### [Problem to work on]
Pick out all lines with the word "below" from the records that follow.

### [Supplied entries]
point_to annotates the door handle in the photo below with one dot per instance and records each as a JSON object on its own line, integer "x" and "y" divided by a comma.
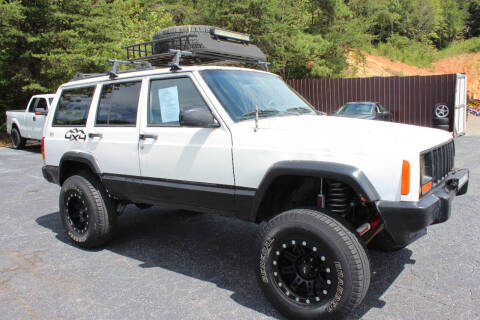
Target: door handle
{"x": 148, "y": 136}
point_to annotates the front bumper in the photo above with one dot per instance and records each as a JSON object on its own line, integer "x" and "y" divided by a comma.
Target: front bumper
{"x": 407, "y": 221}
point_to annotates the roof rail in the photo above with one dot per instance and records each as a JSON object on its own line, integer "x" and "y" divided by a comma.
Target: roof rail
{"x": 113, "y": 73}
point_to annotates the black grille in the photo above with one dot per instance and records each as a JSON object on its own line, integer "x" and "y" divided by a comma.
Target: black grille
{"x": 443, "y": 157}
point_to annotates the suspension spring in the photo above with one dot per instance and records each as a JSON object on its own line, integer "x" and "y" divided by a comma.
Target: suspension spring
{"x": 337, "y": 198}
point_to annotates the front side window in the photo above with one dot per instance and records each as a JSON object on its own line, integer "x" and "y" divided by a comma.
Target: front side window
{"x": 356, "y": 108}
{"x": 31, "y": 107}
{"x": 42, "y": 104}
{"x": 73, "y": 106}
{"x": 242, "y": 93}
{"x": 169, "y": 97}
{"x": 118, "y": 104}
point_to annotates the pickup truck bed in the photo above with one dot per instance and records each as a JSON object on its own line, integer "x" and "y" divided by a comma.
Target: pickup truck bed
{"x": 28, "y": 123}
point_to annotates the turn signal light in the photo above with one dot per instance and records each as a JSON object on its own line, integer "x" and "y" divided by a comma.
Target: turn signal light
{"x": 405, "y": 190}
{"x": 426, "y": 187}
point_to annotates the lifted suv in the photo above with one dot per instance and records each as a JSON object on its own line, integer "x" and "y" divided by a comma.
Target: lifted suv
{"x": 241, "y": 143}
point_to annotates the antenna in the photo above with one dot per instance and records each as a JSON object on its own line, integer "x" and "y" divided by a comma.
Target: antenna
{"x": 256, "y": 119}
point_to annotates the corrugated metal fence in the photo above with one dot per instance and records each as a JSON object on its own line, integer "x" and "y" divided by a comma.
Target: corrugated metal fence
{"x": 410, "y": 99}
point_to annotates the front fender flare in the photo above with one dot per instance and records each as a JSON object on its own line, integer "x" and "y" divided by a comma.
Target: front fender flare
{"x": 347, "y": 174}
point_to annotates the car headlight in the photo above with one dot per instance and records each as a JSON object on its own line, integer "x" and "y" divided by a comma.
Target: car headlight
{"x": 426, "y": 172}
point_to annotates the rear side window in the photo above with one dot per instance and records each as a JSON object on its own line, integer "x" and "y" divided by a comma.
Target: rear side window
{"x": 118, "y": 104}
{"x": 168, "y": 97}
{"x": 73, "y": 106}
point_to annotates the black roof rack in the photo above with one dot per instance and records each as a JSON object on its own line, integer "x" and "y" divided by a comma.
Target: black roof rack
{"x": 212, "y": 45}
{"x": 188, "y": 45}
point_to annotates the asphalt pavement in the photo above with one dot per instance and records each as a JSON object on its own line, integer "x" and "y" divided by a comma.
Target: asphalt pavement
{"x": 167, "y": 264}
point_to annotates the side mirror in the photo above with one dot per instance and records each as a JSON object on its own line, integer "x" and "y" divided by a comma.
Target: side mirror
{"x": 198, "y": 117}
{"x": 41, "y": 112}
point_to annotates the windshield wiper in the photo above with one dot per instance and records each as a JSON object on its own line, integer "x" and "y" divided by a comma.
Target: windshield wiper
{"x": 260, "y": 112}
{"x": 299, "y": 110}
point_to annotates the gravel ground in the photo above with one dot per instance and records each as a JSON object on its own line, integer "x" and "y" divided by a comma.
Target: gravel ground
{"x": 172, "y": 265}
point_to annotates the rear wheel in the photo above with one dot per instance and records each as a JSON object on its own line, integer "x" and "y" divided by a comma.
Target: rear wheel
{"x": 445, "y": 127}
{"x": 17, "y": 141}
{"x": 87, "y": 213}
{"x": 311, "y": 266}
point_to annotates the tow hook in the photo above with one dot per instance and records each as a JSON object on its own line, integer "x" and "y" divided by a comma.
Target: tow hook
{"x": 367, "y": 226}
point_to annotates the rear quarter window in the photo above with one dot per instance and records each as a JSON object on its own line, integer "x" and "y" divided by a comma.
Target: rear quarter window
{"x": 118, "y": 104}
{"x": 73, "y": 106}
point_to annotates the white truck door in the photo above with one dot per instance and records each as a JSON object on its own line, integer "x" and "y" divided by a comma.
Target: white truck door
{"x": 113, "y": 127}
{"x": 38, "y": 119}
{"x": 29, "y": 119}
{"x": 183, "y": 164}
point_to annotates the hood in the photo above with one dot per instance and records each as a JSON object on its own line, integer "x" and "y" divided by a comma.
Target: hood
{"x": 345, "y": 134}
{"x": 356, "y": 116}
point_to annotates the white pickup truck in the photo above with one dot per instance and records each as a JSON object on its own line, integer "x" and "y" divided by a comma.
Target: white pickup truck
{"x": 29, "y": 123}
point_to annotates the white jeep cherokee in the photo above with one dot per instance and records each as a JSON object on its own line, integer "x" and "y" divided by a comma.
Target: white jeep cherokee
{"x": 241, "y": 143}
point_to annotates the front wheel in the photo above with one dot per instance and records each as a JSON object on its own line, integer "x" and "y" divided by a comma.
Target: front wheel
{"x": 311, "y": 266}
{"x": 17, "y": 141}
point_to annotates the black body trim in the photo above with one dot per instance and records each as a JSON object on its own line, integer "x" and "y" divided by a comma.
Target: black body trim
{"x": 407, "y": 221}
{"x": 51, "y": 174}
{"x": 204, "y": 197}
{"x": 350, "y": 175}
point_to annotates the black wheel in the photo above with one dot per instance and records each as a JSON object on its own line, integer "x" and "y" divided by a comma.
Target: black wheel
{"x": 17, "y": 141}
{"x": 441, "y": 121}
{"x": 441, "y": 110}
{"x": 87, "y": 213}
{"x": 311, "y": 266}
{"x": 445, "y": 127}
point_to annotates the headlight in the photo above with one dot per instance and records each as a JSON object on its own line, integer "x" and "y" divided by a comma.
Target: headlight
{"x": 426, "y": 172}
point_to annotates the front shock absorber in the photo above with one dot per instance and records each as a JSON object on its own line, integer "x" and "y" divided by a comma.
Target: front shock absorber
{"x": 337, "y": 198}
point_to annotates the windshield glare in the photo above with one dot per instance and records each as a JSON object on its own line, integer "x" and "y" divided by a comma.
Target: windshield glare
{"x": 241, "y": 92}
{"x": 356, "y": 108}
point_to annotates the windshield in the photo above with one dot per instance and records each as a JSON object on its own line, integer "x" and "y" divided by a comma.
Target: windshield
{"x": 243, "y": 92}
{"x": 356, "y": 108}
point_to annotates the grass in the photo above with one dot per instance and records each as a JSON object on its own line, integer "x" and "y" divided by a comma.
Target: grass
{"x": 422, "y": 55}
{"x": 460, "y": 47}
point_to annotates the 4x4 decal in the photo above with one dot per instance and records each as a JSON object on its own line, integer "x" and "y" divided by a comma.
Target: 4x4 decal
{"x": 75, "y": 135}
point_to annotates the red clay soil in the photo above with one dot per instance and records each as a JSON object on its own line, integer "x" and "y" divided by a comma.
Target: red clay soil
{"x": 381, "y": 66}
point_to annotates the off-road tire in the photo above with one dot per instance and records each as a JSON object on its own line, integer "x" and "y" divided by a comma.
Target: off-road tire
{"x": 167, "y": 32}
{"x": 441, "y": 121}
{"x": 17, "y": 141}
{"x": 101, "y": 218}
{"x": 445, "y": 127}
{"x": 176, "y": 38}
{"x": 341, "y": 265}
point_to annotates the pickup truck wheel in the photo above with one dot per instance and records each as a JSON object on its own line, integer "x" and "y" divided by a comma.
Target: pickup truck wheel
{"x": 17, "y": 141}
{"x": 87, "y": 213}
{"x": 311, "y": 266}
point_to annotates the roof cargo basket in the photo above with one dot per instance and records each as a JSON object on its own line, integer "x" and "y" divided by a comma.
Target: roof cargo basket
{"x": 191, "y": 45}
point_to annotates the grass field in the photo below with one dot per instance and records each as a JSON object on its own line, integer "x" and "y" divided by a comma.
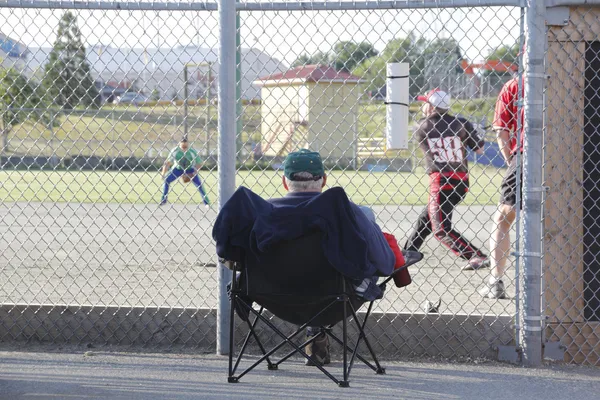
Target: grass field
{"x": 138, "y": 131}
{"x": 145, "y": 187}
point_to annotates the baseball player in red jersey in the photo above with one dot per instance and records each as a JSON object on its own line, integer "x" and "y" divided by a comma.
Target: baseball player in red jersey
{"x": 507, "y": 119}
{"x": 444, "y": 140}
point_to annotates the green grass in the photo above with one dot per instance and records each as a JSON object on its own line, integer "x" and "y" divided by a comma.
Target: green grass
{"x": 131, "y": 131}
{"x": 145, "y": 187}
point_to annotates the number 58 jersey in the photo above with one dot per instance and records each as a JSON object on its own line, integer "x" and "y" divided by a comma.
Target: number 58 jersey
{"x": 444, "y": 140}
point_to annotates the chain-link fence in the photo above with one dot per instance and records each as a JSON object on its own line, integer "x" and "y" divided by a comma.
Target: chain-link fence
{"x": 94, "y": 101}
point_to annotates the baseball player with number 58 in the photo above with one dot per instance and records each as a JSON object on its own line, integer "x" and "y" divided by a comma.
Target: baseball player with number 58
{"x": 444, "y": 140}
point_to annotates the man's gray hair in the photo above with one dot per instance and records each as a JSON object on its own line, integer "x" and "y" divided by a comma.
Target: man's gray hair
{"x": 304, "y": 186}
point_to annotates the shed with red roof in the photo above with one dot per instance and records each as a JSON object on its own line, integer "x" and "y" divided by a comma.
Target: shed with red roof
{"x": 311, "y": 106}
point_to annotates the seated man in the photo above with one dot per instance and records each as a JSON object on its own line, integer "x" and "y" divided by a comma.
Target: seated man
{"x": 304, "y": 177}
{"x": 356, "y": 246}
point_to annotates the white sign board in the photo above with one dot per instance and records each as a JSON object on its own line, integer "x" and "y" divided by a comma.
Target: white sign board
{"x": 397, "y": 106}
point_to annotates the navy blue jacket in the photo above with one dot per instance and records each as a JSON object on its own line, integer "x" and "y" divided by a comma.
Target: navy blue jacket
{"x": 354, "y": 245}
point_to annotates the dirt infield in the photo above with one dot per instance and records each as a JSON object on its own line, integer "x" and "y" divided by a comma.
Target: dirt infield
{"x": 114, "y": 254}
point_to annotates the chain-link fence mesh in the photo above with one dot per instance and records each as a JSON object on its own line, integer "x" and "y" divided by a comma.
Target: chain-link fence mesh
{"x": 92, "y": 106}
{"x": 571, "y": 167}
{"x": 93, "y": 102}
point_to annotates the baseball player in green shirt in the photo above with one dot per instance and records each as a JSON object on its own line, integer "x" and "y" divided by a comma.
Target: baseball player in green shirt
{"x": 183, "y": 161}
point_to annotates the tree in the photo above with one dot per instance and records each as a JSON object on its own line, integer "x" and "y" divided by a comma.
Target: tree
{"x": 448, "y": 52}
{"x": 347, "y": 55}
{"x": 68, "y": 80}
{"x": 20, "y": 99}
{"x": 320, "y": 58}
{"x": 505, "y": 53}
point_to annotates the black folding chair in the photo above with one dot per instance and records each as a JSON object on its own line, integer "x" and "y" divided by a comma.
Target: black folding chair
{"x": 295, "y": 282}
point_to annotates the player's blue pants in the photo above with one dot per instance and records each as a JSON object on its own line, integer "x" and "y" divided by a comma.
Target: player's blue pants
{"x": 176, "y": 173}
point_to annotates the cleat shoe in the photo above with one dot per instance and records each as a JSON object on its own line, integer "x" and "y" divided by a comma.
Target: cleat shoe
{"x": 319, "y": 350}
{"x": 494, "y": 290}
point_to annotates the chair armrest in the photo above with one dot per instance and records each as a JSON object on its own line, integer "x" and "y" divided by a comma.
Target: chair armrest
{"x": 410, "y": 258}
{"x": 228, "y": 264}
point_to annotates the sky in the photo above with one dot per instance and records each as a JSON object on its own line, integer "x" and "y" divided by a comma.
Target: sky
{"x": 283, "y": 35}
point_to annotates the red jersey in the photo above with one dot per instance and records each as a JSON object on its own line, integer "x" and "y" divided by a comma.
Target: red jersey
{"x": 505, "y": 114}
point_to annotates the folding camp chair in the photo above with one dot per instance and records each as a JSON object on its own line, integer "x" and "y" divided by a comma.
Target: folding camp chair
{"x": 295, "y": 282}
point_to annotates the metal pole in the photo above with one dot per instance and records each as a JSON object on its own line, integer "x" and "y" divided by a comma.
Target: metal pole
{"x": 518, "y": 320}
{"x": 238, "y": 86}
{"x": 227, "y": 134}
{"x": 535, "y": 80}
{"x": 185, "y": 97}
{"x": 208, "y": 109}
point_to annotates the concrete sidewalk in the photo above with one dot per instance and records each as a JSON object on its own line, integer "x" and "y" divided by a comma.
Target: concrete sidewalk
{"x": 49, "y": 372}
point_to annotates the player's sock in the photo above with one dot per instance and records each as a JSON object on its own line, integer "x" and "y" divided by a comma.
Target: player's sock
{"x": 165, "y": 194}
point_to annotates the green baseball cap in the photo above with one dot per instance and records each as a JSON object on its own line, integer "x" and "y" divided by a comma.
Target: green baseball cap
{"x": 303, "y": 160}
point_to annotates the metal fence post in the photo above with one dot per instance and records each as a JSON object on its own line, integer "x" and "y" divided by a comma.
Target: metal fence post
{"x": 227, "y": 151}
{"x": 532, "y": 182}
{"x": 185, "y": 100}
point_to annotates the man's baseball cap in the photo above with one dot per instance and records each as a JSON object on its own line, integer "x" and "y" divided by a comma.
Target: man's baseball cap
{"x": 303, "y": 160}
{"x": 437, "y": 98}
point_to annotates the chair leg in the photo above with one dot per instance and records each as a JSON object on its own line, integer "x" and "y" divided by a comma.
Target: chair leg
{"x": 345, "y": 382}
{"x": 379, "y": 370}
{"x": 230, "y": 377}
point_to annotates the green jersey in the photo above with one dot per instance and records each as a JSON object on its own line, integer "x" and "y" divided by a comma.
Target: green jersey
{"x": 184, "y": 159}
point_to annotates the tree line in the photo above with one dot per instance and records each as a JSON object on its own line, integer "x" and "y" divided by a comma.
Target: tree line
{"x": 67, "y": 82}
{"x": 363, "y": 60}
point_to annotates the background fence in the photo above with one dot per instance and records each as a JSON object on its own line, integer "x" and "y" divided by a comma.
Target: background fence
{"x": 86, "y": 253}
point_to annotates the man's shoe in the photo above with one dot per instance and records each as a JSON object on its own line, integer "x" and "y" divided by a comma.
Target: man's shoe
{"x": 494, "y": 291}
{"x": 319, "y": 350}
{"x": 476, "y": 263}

### [Your solution]
point_to annotates the door handle in the photo below with one dot per instance and records each as a JSON object on its own line, integer "x" and "y" divided by a comma.
point_to annotates the grass field in the photo below with one dot per instance and records each as a JSON object on its own line, integer "x" and "y" divided by a comma.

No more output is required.